» What you should do
Word for word, return each entry that follows, with every image removed.

(Data items)
● ● ● ●
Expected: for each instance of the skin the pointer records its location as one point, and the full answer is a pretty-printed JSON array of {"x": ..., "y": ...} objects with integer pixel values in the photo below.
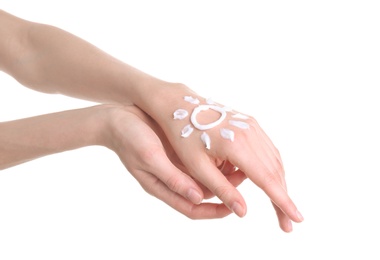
[
  {"x": 125, "y": 130},
  {"x": 50, "y": 60}
]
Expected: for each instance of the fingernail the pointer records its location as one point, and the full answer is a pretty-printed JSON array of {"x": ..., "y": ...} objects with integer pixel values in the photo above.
[
  {"x": 238, "y": 209},
  {"x": 194, "y": 196},
  {"x": 299, "y": 215}
]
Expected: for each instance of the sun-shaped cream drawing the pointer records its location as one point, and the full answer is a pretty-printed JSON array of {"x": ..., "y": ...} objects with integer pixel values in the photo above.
[{"x": 225, "y": 133}]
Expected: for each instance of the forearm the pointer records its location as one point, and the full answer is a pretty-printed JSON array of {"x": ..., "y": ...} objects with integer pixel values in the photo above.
[
  {"x": 27, "y": 139},
  {"x": 52, "y": 60}
]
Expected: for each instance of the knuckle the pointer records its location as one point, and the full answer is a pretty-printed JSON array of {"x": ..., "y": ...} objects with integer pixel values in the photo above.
[{"x": 223, "y": 192}]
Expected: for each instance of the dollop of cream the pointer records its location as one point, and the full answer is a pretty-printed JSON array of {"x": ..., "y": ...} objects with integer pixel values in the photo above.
[
  {"x": 186, "y": 131},
  {"x": 240, "y": 124},
  {"x": 227, "y": 134},
  {"x": 191, "y": 100},
  {"x": 240, "y": 116}
]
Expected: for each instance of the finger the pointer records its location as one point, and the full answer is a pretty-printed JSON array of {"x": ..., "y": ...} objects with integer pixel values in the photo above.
[
  {"x": 266, "y": 176},
  {"x": 158, "y": 189},
  {"x": 235, "y": 178},
  {"x": 210, "y": 176},
  {"x": 283, "y": 220}
]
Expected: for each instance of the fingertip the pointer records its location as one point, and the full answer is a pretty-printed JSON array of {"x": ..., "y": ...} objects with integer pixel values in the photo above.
[
  {"x": 299, "y": 216},
  {"x": 239, "y": 209}
]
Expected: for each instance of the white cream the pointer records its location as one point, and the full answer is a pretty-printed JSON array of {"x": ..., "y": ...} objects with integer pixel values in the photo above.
[
  {"x": 200, "y": 108},
  {"x": 180, "y": 114},
  {"x": 240, "y": 124},
  {"x": 206, "y": 140},
  {"x": 227, "y": 109},
  {"x": 191, "y": 100},
  {"x": 240, "y": 116},
  {"x": 186, "y": 131},
  {"x": 209, "y": 101},
  {"x": 227, "y": 134}
]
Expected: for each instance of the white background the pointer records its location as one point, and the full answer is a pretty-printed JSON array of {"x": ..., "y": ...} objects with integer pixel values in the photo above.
[{"x": 308, "y": 71}]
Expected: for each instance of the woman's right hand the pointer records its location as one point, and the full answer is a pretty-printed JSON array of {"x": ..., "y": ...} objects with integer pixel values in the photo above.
[{"x": 148, "y": 156}]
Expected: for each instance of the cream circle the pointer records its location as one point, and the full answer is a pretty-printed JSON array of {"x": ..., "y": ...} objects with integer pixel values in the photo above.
[{"x": 204, "y": 108}]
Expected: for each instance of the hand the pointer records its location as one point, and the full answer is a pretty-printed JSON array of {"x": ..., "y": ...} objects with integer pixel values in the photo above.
[
  {"x": 250, "y": 150},
  {"x": 135, "y": 139}
]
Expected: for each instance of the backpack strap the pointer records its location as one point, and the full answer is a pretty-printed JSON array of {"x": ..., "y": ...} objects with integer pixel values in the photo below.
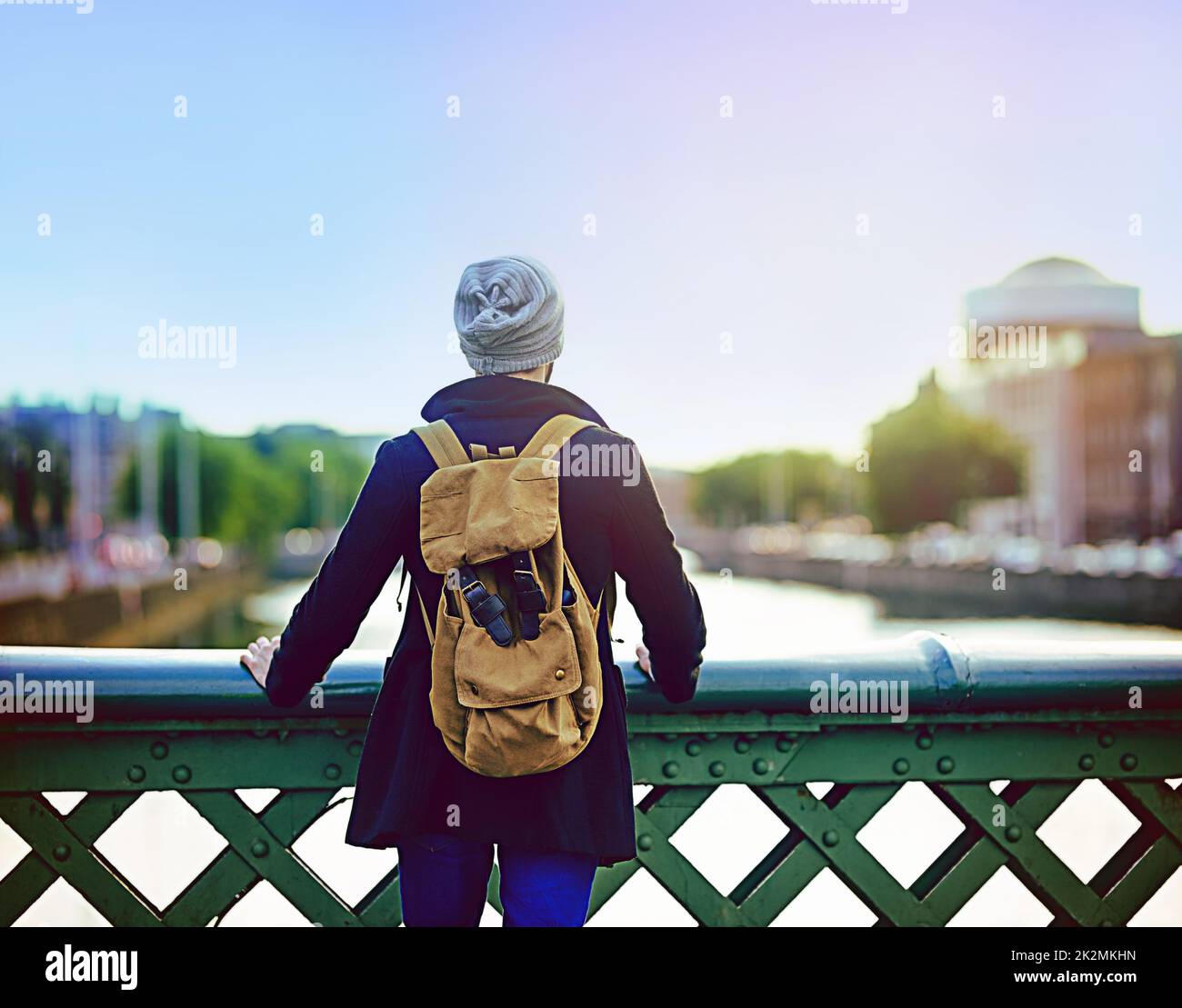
[
  {"x": 426, "y": 619},
  {"x": 441, "y": 441},
  {"x": 531, "y": 599},
  {"x": 556, "y": 430}
]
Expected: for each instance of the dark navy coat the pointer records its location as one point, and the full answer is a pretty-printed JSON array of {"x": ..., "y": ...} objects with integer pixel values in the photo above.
[{"x": 408, "y": 783}]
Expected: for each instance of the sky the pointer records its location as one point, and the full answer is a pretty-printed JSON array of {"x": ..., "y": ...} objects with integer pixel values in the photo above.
[{"x": 720, "y": 296}]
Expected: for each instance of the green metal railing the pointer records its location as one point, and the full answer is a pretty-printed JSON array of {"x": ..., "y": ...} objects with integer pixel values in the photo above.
[{"x": 1040, "y": 717}]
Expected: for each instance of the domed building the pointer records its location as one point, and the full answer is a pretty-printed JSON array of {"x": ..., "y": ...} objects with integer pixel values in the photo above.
[{"x": 1057, "y": 355}]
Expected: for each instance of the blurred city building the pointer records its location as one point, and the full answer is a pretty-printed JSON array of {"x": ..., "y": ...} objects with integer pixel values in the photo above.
[{"x": 1062, "y": 362}]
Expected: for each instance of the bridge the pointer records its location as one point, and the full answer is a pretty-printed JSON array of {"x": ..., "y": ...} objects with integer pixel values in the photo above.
[{"x": 1001, "y": 735}]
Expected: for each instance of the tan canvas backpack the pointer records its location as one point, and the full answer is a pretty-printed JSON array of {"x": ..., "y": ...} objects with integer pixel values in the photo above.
[{"x": 516, "y": 677}]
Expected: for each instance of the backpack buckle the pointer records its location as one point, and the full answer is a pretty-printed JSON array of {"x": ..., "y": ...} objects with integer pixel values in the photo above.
[{"x": 487, "y": 609}]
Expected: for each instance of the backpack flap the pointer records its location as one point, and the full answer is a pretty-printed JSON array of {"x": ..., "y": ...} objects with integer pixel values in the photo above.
[{"x": 476, "y": 513}]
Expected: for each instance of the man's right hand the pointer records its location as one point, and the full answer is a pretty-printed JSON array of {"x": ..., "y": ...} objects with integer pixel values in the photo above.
[{"x": 643, "y": 661}]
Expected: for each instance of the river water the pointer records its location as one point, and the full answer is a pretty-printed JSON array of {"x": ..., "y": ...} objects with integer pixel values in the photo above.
[{"x": 161, "y": 843}]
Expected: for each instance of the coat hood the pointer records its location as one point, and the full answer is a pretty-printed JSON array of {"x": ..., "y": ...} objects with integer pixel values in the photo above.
● ● ● ●
» Response area
Expected: for each instance of the skin the pointer records its location as one point, and the full answer is a pretty-printed JSON array of {"x": ..., "y": ...} objects with integer pixel values in the photo below.
[
  {"x": 125, "y": 130},
  {"x": 50, "y": 60}
]
Expected: for each instance of the fingernail the pointer records its location as one point, and the full answer is a pretty-printed JSON array of {"x": ..., "y": ...} objects with integer pixel values in the photo above.
[
  {"x": 238, "y": 209},
  {"x": 194, "y": 196},
  {"x": 299, "y": 215}
]
Expected: for each instance of the sun-shaped cream drawing the pointer records its location as one point, and the full answer is a pretty-printed JSON array of {"x": ..., "y": ...} objects with integer pixel values in the photo above.
[{"x": 225, "y": 133}]
Expected: for each instance of the forearm the pointer records its location as one point, and the full answer is a pretty-printed JSON array of {"x": ..., "y": ...} objects with integer pixel values in the photo above.
[
  {"x": 27, "y": 139},
  {"x": 52, "y": 60}
]
Expected: for each instance of the knuckle the pointer records its location as one point, and the full answer is a pretty-printed JSON array of {"x": ..., "y": ...} objects with integer pixel values in the photo above.
[{"x": 223, "y": 192}]
Expected: for each instance of the dollop of cream the pointer records its location as one point, and the full answer is a pretty-printed JSON array of {"x": ..., "y": ...} objects with integer pixel values in the photo above.
[
  {"x": 186, "y": 131},
  {"x": 240, "y": 124},
  {"x": 227, "y": 134},
  {"x": 191, "y": 100},
  {"x": 240, "y": 116}
]
Expected: for each instance of the finger the pointer records its location as one point, and the full answer is a pretty-printed JSON array of {"x": ..., "y": ...} objects with integer pixel values in the photo above.
[
  {"x": 266, "y": 176},
  {"x": 158, "y": 189},
  {"x": 235, "y": 178},
  {"x": 210, "y": 176},
  {"x": 283, "y": 220}
]
Expected: for each instance of the fingertip the pointer records its location as one point, and the full answer is a pretty-printed JSON array of {"x": ..., "y": ...} objects with integer pixel values in the photo above.
[
  {"x": 299, "y": 216},
  {"x": 239, "y": 209}
]
Expected: for each instance of the white cream the pointer records its location as one point, and the full answer is a pretty-printed JSON array of {"x": ..., "y": ...} objects with integer pixel values in the photo above.
[
  {"x": 200, "y": 108},
  {"x": 180, "y": 114},
  {"x": 240, "y": 124},
  {"x": 206, "y": 140},
  {"x": 227, "y": 109},
  {"x": 191, "y": 100},
  {"x": 240, "y": 116},
  {"x": 186, "y": 131},
  {"x": 209, "y": 101},
  {"x": 227, "y": 134}
]
Expected: for each instance of the white background the pointer records its location as one point, and the full answer is a pretty-printed JSON array of {"x": ..., "y": ...} objects with integer pixel values in the photo above.
[{"x": 308, "y": 71}]
Expected: for each instance of the woman's right hand the pointer records its location as one point, and the full answer is a pretty-printed JSON array of {"x": ..., "y": ...} objects with integer pixel values in the photo above.
[{"x": 148, "y": 156}]
Expected: for each instance of the cream circle the pointer records its location as one point, and the full answer is a pretty-printed JSON array of {"x": ..., "y": ...} objects with integer pixel values in the photo above.
[{"x": 204, "y": 108}]
Expected: for each instance of the hand the pointer records its location as one point, and the full answer is a pretty-printed JSON array of {"x": ..., "y": ...} objects with integer pixel values in the photo above.
[
  {"x": 250, "y": 150},
  {"x": 135, "y": 139}
]
Expected: for each instance of the backpack strap the pointer records its location as one point, and the full answer is a pretty-printed JSON array of {"x": ..., "y": ...} objects with integer pixel values in the photo below.
[
  {"x": 426, "y": 619},
  {"x": 441, "y": 441},
  {"x": 531, "y": 599},
  {"x": 556, "y": 430}
]
Expected: for each instance of the dark navy coat the pointer records its location as one point, and the full answer is a pretty-printed JSON array of {"x": ..., "y": ...} objects with integer pixel values in the photo above.
[{"x": 408, "y": 783}]
Expected: for each instance of the sky the pointer records its location as one point, and the full answer is a pretty-printed JSON array of {"x": ..., "y": ...} objects with integer pixel values in the photo above.
[{"x": 720, "y": 296}]
Expected: for each instance of the green metal railing the pointer records its location as one point, and the full answer is a pretty-printed JSON array of {"x": ..., "y": ...} objects with integer pixel values in the photo above.
[{"x": 1040, "y": 717}]
Expected: for each instance of the domed building the pointer records its location as one point, and the full answer is a pretty-printed JSON array of {"x": ..., "y": ...} objects with integer pixel values in the photo above.
[{"x": 1057, "y": 355}]
Expected: for each instance of the blurred city building the pointer records its location as one point, and the full answer is a pretty-printed JSON array of {"x": ..., "y": ...} objects with integer pixel values in the photo above.
[{"x": 1062, "y": 362}]
Expected: for each instance of the bridge the pointer records its location as one point, and the full answer is a pretty-printed JSON array of {"x": ..., "y": ...} objects with integer pixel values in the photo above.
[{"x": 1001, "y": 735}]
Expected: for each instance of the tan canvas backpack the pointer records its location as one point, and the full answer is a pretty-printed JSON array of {"x": ..., "y": ...} objects with integer pixel values in the photo above.
[{"x": 516, "y": 677}]
Expected: for each instance of the backpack buckle the pointer records its location as one point, and the full answer is a pretty-printed JSON array of {"x": ..., "y": ...} objects with integer pixel values in the photo above.
[{"x": 487, "y": 609}]
Expected: for each instance of the backpack flap the pointer records its location as one point, and the full answer is a pretty-printed JSON array of {"x": ..., "y": ...} objects with integer pixel values in the photo above.
[{"x": 476, "y": 513}]
Expected: for each instance of the man's right hand the pointer records its location as one point, and the full answer is a pretty-printed JSON array of {"x": ..., "y": ...} objects with integer pixel values in the photo above.
[{"x": 643, "y": 661}]
Expected: for each instance of the river water the pointer records its location as one point, and the full answer is a pretty-printed JSON array of {"x": ..., "y": ...} objects with integer pixel values in the photo above.
[{"x": 161, "y": 843}]
Expected: for each instance of the coat hood the pointer records its location as one point, and the full answer is a pretty-printed JSON array of {"x": ..., "y": ...} objects with integer pixel values in the photo above.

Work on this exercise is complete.